= Records for the exercise =
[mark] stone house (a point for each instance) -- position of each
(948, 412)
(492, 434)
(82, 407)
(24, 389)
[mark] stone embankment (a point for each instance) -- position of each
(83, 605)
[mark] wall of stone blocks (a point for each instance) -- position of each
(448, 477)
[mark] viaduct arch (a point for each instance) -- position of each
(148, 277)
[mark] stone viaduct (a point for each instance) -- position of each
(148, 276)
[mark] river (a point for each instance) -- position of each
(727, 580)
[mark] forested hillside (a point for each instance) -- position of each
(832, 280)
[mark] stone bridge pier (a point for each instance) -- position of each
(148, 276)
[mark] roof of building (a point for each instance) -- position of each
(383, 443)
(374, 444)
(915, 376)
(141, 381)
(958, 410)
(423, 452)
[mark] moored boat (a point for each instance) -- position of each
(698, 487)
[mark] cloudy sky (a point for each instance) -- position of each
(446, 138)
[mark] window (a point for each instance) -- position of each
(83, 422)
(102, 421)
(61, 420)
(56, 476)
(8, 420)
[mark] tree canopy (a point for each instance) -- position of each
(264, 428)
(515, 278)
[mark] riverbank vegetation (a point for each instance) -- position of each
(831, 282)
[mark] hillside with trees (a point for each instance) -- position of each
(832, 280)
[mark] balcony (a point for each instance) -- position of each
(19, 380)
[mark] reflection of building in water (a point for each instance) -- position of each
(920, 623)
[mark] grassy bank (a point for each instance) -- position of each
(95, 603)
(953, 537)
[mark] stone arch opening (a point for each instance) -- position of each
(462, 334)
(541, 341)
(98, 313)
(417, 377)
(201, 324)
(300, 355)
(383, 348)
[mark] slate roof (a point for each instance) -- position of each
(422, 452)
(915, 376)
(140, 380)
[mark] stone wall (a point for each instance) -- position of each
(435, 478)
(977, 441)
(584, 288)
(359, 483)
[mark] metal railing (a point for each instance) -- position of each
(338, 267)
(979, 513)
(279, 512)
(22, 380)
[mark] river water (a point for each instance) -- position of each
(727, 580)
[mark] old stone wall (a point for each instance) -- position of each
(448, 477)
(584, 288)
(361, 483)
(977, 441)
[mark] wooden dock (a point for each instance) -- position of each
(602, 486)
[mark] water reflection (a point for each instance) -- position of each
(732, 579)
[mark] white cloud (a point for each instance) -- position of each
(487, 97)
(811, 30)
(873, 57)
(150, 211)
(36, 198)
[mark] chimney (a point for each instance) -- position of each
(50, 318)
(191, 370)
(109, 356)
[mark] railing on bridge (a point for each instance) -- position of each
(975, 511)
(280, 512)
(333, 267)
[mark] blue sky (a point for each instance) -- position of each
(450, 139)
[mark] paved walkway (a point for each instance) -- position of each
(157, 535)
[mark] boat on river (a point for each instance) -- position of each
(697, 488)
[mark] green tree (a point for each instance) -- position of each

= What is needed =
Reproduce all of the data above line for line, with no changes.

= Worked solution =
[mark] stone house (a point for each instance) -- position of each
(948, 412)
(492, 434)
(82, 407)
(24, 389)
[mark] stone embankment (a point for each instance) -- position of each
(83, 605)
[mark] wall of stone blocks (a point for each instance) -- position of each
(448, 477)
[mark] viaduct arch (a point for each instance) -- position of each
(148, 277)
[mark] stone viaduct (a point for each instance) -- position of each
(148, 276)
[mark] river (a point for each instance) -- position of each
(727, 580)
[mark] forested hillside (a point for each instance) -- position of each
(832, 280)
[mark] stone bridge pier (a point for each instance) -- position of each
(148, 276)
[mark] roof of building (a point for each instance) -- position of each
(383, 443)
(374, 444)
(915, 376)
(141, 381)
(958, 410)
(423, 452)
[mark] moored boat (a point for each instance) -- position of each
(698, 487)
[mark] cloudy sky (a point for each instance) -- position of each
(446, 138)
[mark] window (a point for each instance) -- position of each
(83, 422)
(102, 421)
(61, 420)
(56, 476)
(8, 420)
[mark] tree canopy (a point for each instance) -- position of each
(264, 428)
(515, 278)
[mark] riverbank vegetation (a point for each instance) -- position of each
(831, 282)
[mark] hillside with trees (a point for each instance) -- position of each
(832, 280)
[mark] balcony (a point for each instance) -- position of each
(19, 380)
[mark] reflection of building in water (a point for each instance) -- position of each
(920, 623)
[mark] grassy bank (a point for each instance) -- position of each
(95, 603)
(953, 537)
[mark] stone arch opening (a point for each instance) -- position of each
(462, 334)
(541, 341)
(98, 313)
(417, 377)
(201, 324)
(300, 355)
(383, 348)
[mark] slate roof (a point for each instance) -- position of each
(422, 452)
(915, 376)
(140, 380)
[mark] stone wall (a point for each instance) -- position of each
(435, 478)
(977, 441)
(584, 288)
(359, 483)
[mark] metal railing (a point for each instance) -- position of each
(338, 267)
(979, 513)
(279, 512)
(22, 380)
[mark] river water (a point for each instance) -- position of each
(727, 580)
[mark] old stone wall (a point for each instance) -- position of each
(448, 477)
(584, 288)
(361, 483)
(977, 441)
[mark] wooden dock (a point for each instance) -- position of each
(602, 486)
[mark] water reflection (a point for each instance) -- position of each
(732, 579)
[mark] white cloud (a point for each instance) -- position of each
(487, 97)
(811, 30)
(873, 57)
(150, 211)
(36, 198)
[mark] chimney (a point for each instance) -- position of each
(50, 318)
(191, 370)
(109, 356)
[mark] railing on bridge (a point for each instance) -- position of each
(975, 511)
(280, 512)
(333, 267)
[mark] blue sky (a point for each instance) -- position of each
(450, 139)
[mark] paved walkway (a point for each instance) -- position of each
(157, 535)
[mark] boat on river (a point for each instance) -- position of each
(697, 488)
[mark] green tree (a point for each instance) -- position of each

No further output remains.